[Begin Task inputs]
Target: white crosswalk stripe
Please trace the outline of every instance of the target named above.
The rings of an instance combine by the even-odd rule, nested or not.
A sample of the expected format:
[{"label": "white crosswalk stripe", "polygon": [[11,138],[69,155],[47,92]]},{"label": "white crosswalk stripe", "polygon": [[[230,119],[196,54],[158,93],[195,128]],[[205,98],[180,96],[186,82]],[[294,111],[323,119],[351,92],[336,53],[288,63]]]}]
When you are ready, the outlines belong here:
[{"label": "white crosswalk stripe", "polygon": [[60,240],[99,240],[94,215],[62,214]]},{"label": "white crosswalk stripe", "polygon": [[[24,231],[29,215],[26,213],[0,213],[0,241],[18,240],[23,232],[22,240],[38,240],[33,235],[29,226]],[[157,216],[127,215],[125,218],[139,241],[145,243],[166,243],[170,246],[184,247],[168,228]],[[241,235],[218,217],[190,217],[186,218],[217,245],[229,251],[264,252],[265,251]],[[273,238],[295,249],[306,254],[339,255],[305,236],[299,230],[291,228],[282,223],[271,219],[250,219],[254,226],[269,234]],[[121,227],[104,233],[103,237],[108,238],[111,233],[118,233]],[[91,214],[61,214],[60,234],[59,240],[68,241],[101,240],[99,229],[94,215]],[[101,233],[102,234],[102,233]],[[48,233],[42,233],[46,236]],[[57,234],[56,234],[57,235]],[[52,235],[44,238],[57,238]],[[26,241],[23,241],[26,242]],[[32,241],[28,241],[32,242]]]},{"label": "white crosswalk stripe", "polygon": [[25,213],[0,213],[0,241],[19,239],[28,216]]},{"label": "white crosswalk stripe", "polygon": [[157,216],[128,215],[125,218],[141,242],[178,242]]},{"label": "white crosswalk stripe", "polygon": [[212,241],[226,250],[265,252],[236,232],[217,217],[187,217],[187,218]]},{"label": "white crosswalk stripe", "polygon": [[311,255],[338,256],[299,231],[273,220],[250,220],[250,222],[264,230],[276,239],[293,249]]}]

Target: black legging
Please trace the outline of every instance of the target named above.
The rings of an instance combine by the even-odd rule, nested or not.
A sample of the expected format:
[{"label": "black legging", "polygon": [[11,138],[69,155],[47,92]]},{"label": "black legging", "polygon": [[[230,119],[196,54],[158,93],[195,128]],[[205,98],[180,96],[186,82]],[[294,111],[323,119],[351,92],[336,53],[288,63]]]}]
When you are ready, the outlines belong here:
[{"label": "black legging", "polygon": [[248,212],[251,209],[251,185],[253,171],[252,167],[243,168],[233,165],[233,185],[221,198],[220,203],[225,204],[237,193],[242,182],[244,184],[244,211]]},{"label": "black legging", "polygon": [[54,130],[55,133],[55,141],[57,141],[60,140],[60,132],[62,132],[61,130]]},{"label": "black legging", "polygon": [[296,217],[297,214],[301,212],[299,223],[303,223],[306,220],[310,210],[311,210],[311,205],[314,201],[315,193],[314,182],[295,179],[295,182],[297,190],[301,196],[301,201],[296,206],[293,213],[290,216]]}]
[End Task inputs]
# [Brief]
Please rewrite the records above, replacing "trace the outline" with "draw the boundary" and leaving everything else unchanged.

# [Expected answer]
Target: white crosswalk stripe
Please draw the boundary of every instance of the target named above.
The rings of an instance combine by the even-odd rule, nested or not.
A sample of the expected format:
[{"label": "white crosswalk stripe", "polygon": [[11,138],[69,155],[47,92]]},{"label": "white crosswalk stripe", "polygon": [[[230,119],[196,54],[158,93],[195,128]],[[205,98],[180,96],[186,82]],[[294,111],[323,119],[351,92],[336,53],[288,63]]]}]
When you are ready, the outlines belong here:
[{"label": "white crosswalk stripe", "polygon": [[60,240],[99,240],[94,215],[62,214]]},{"label": "white crosswalk stripe", "polygon": [[[24,231],[29,215],[26,213],[0,213],[0,241],[18,240],[23,232],[22,240],[38,240],[33,235],[29,226]],[[157,216],[127,215],[125,218],[139,241],[145,243],[166,243],[170,246],[184,247],[168,228]],[[241,235],[218,217],[190,217],[186,218],[217,245],[229,251],[264,252],[265,251]],[[273,238],[295,249],[306,254],[339,255],[305,236],[299,230],[291,228],[282,223],[271,219],[250,219],[254,226],[269,234]],[[121,227],[104,233],[103,237],[108,238],[111,233],[118,233]],[[91,214],[61,214],[60,234],[59,240],[68,241],[101,240],[99,229],[94,215]],[[101,233],[102,234],[102,233]],[[48,233],[42,233],[46,236]],[[57,234],[56,234],[57,235]],[[52,235],[44,238],[57,238]],[[26,241],[23,241],[26,242]],[[32,241],[28,241],[32,242]]]},{"label": "white crosswalk stripe", "polygon": [[25,213],[0,213],[0,241],[19,239],[28,216]]},{"label": "white crosswalk stripe", "polygon": [[157,216],[128,215],[125,218],[141,242],[178,242]]},{"label": "white crosswalk stripe", "polygon": [[212,241],[226,250],[265,252],[236,232],[217,217],[187,217],[187,218]]},{"label": "white crosswalk stripe", "polygon": [[311,255],[338,256],[299,231],[273,220],[250,220],[250,222],[264,230],[276,239],[293,249]]}]

Target: black legging
Please draw the boundary of every instance of the target named above.
The rings of an instance combine by the even-odd rule, nested or not.
A sample of the expected format:
[{"label": "black legging", "polygon": [[11,138],[69,155],[47,92]]},{"label": "black legging", "polygon": [[[230,119],[196,54],[158,93],[195,128]],[[205,98],[180,96],[186,82]],[[294,111],[323,119],[351,92],[336,53],[288,63]]]}]
When you are ready, the outlines belong here:
[{"label": "black legging", "polygon": [[248,212],[251,209],[251,185],[253,171],[252,167],[243,168],[233,165],[233,185],[221,198],[220,203],[225,204],[237,193],[242,182],[244,184],[244,211]]},{"label": "black legging", "polygon": [[54,130],[55,133],[55,141],[57,141],[60,140],[60,132],[62,132],[61,130]]},{"label": "black legging", "polygon": [[296,217],[297,214],[301,212],[299,223],[303,223],[306,220],[310,210],[311,210],[311,205],[314,201],[315,193],[314,182],[295,179],[295,182],[297,190],[301,196],[301,201],[296,206],[293,213],[290,216]]}]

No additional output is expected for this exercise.